======== Supplied data

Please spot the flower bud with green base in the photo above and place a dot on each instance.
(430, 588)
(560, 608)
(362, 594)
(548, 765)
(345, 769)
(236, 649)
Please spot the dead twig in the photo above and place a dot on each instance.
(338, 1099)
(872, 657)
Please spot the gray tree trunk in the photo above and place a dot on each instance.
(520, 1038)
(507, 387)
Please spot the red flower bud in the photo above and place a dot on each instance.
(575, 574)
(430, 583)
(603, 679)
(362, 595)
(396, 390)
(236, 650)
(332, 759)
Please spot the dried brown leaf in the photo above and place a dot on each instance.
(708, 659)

================

Can you update the records above by changing "spot" to "locate" everywhere it appears, with everything else unchanged?

* **Correct answer**
Please locate the flower bud with green base in the photo above and place a dot on each instance.
(430, 588)
(560, 608)
(362, 594)
(548, 765)
(345, 769)
(236, 649)
Please locate the dead twig in the photo above and place a dot on each instance.
(338, 1099)
(872, 657)
Please locate the gray tree trunk in the photo above and place a dot on each instance.
(520, 1038)
(507, 387)
Please locate the red flower bud in the photo above and place a dot on each instance.
(575, 574)
(430, 583)
(603, 679)
(362, 595)
(396, 390)
(236, 650)
(332, 759)
Please locate the dried brown leaf in the photo above and place a dot on each instance.
(708, 659)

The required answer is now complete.